» Work to complete
Please copy each of the following items word for word.

» Recorded information

[BEGIN]

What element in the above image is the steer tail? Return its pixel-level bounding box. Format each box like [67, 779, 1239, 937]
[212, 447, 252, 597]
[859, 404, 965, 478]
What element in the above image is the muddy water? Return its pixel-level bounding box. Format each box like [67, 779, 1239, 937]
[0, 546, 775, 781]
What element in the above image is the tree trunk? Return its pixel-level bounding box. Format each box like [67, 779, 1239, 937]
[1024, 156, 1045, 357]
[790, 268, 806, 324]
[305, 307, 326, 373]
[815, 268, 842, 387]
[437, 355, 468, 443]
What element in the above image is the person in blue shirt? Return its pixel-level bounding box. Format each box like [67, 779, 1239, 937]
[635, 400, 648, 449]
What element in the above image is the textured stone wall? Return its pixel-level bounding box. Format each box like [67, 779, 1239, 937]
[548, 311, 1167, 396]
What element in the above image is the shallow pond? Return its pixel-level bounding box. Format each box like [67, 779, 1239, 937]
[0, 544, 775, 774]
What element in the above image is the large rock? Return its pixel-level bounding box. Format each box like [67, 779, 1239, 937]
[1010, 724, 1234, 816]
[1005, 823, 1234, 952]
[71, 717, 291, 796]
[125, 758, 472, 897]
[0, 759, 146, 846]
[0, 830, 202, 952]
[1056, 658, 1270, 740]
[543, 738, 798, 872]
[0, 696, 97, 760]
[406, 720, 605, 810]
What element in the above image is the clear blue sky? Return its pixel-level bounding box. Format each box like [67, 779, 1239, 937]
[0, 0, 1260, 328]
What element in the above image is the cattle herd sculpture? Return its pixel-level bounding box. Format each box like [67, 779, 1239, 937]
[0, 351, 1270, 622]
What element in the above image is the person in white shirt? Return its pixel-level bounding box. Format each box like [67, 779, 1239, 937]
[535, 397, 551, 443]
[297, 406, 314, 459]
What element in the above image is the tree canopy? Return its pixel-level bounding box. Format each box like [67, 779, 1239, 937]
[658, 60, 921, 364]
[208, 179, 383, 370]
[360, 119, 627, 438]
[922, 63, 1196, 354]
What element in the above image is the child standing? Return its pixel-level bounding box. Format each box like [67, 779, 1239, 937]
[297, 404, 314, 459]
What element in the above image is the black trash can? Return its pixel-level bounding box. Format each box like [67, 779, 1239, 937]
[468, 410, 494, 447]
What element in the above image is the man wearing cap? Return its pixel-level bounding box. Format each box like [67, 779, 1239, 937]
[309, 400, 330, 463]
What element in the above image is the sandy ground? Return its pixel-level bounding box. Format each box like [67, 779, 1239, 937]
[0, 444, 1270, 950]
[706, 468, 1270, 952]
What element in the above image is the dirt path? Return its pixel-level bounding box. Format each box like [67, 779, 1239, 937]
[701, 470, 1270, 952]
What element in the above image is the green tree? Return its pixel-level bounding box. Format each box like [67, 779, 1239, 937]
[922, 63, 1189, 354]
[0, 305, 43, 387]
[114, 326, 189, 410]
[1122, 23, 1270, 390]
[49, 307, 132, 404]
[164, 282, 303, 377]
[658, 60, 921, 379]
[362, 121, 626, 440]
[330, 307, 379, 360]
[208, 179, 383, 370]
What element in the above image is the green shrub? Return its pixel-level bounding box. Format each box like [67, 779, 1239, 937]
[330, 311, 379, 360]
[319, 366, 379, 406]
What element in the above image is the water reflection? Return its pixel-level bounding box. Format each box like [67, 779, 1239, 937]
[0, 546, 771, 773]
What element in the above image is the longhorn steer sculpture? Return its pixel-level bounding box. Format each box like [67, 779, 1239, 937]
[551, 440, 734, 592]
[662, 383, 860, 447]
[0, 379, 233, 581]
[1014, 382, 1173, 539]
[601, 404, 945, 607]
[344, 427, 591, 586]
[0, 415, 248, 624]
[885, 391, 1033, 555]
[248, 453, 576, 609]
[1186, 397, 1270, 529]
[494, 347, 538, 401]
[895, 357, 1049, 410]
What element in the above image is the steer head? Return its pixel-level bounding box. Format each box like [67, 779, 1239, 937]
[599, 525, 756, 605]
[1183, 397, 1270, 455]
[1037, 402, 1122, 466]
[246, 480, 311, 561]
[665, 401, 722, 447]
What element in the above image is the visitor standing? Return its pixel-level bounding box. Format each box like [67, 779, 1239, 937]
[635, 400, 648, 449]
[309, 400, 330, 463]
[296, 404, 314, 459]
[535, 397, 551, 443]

[END]

» Task output
What element in the above image is the steer tail? Return its pixel-level bounding box. Format each box like [67, 779, 1239, 937]
[212, 447, 252, 597]
[859, 404, 965, 478]
What element in the above image is the muddy water? Return its pixel-level bounding box. Format each box like [67, 779, 1239, 937]
[0, 546, 775, 781]
What element in the above image is the tree trunk? Return its pixel-level bounding box. Format each box like [67, 779, 1239, 937]
[1024, 156, 1045, 357]
[790, 268, 806, 324]
[305, 307, 326, 373]
[815, 268, 842, 387]
[437, 355, 468, 443]
What element in the above image is the person in blue shirt? Return its pixel-level bounding box. Format each box like [67, 779, 1239, 937]
[635, 400, 648, 449]
What element in the above image is the textured stone wall? Return its pixel-level bounding box. Format each box like [67, 779, 1239, 937]
[548, 311, 1167, 396]
What element in the above image is the shallow pond? Return its pixel-level bounding box. Format each box like [67, 779, 1239, 937]
[0, 544, 775, 774]
What element in the above image is the large rock? Return its pixel-level bounding box. Format each box like [67, 779, 1239, 937]
[1010, 724, 1234, 816]
[1005, 823, 1234, 952]
[71, 717, 291, 796]
[125, 758, 472, 897]
[0, 759, 146, 846]
[0, 830, 202, 952]
[1056, 658, 1270, 740]
[543, 738, 798, 872]
[0, 696, 97, 760]
[406, 720, 605, 810]
What element in the above image is the clear blue sky? Return its pixel-level bounding box. Format each box like [67, 779, 1239, 937]
[0, 0, 1260, 328]
What element in the above image is the cattle herd sculpture? Return its pixel-level bounding box. Format each box like [67, 779, 1239, 937]
[0, 351, 1270, 622]
What element in the above image is the person in white shirt? Return its pixel-level bounding box. Format each box like [67, 779, 1239, 937]
[535, 397, 551, 443]
[297, 406, 314, 459]
What element in the above image is the tree canopy? Return its pixel-level bounding box. Format each box like [67, 779, 1239, 937]
[658, 60, 921, 364]
[208, 179, 383, 370]
[360, 119, 627, 438]
[922, 63, 1196, 354]
What element in the above image is the child standing? Return its pixel-level bounding box. Format each box like [67, 779, 1239, 937]
[297, 404, 314, 459]
What element in the above image is the black trash can? Return its pixel-level bounding box. Format each box like [67, 779, 1239, 937]
[468, 410, 494, 447]
What element in the above image is the man wearing cap? Return its pixel-level bounding box. Format each box like [67, 779, 1239, 937]
[309, 400, 330, 463]
What element in the above image is the sandy ground? Return its pixel-level bounding box. Format each box like [67, 779, 1239, 937]
[0, 444, 1270, 950]
[706, 468, 1270, 952]
What element in the above image is the dirt path? Return its pixel-level bounding box. Format each box like [67, 779, 1239, 937]
[701, 470, 1270, 952]
What element in the above image is the green tree? Return its pixel-level bounding box. Format each box like [67, 779, 1239, 937]
[922, 63, 1189, 354]
[0, 305, 43, 387]
[114, 326, 189, 410]
[1122, 23, 1270, 390]
[49, 307, 132, 404]
[164, 282, 303, 377]
[658, 60, 921, 379]
[362, 121, 626, 440]
[330, 307, 379, 360]
[208, 179, 383, 370]
What element in the above image is the green shrub? Return its pixel-level bounding box. Format each box like [67, 779, 1239, 937]
[330, 311, 379, 360]
[319, 366, 379, 406]
What element in the above image is the water reflection? Return its pixel-level bounding box. Format each box like [67, 779, 1239, 937]
[0, 546, 771, 773]
What element in the above image is the longhorn steer sculpture? Return its pixel-level bounding box. Format each box like [67, 779, 1239, 937]
[551, 440, 734, 592]
[662, 383, 860, 447]
[0, 379, 233, 581]
[1014, 382, 1173, 539]
[601, 404, 945, 607]
[344, 427, 591, 586]
[0, 415, 248, 624]
[885, 391, 1033, 555]
[248, 453, 576, 609]
[1186, 397, 1270, 529]
[494, 347, 538, 401]
[895, 357, 1049, 410]
What element in the above image is the steer head? Return its pixel-level bounding box. Format each box like [67, 779, 1239, 937]
[599, 525, 756, 605]
[1183, 397, 1270, 455]
[1037, 402, 1122, 466]
[246, 480, 311, 561]
[665, 401, 722, 447]
What element in the above image is the visitor standing? Return its pixel-level bounding box. Format each box like [67, 779, 1239, 937]
[635, 400, 648, 449]
[309, 400, 330, 463]
[296, 404, 314, 459]
[535, 397, 551, 443]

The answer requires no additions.